WHAT YOU NEED TO DO: Pick up the column below on whether the United States is a superpower, continuing it from its last sentence.

SOURCE PASSAGE:
SCRIPPS HOWARD NEWS SERVICE

Is the United States a superpower?

For years, we've assumed this was true. It was an easy assumption to make based on the amount of money we spend on our military and the high-tech weapons we've developed, from stealth bombers to precision missiles to satellites that can read license plates.

But to be a superpower means being able to impose your will, by force of arms when necessary. Clearly, if America can't defeat its enemies in Iraq -- the remnants of Saddam Hussein's corrupt regime, Al-Qaida "emir" Abu Musab Zarqawi and suicide bombers eager for their 72 virgins in heaven -- there is nothing superlative about American might.

America-haters understand this, and are encouraged by it. Ingmar Lee, a Canadian reader, e-mails me: "Once upon a time, the rules of war said that one army dressed up in red, the other in blue, marched off to a field, faced each other 100 yards apart, and blew each other away. Whoever ran out of ammo first was the loser. This was the respectable way to fight a war. Nevertheless, people soon realized that such combatants were easily beaten the unconventional way.

"Now the world watches the certain defeat of the American military behemoth unfolding again before our very eyes. (Vietnam defeated the U.S. military in the same way.)

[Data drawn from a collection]
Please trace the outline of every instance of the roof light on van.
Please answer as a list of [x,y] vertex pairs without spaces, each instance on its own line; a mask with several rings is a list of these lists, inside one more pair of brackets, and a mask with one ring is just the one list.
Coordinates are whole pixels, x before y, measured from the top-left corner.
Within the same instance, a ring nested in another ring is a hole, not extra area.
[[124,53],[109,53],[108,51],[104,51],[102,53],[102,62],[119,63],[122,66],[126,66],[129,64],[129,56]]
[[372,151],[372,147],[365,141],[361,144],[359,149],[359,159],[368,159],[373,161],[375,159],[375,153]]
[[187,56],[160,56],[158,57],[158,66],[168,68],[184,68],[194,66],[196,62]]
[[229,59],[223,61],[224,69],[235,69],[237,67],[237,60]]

YOUR RESPONSE:
"Watching the defeat of the world's most aggressive and violent nation, its largest consumer, its largest polluter, its fattest population, the hugest debtor nation, we know what's going on. The U.S.A. is going down, and not just in Iraq."

Costly defeat

Indeed, defeat in Iraq would be much costlier than was America's retreat in Vietnam. Ho Chi Min never sent agents to hijack planes and slam them into American office buildings. He probably thought that, were he even to attempt such a thing, he'd lose the sympathy of the international community.

Perhaps the international community has changed; perhaps the jihadists simply understand the international community better (see the e-mail from Canada, above). What's more, the jihadists are not coy about their goal: They seek nothing less than the destruction of the "infidel" civilization.

Zarqawi himself put it this way: "We do not wage our jihad in order to replace the Western tyrant with an Arab tyrant. We fight to make God's word supreme, and anyone who stands in the way of our struggle is our enemy, a target of our swords."

Those who say, "Yes, but we wouldn't be fighting Zarqawi in Iraq now if not for the U.S. invasion," are misinformed.

Zarqawi, a Jordanian, was a commander of the anti-American forces in Afghanistan. It is believed that in 2002 he was wounded and fled to Iraq where Saddam provided him medical treatment and refuge. And then, Saddam gave him the freedom to operate, as well.

In October 2002, Zarqawi organized the assassination of an American diplomat, Lawrence Foley, in Amman. Intelligence analysts believe he also was behind the series of suicide bombings in Casablanca in May 2003, the bombing of Turkish synagogues in November 2003, the Madrid train bombings in March and numerous attacks against Sh'ia mosques and worshippers in Iraq throughout the year.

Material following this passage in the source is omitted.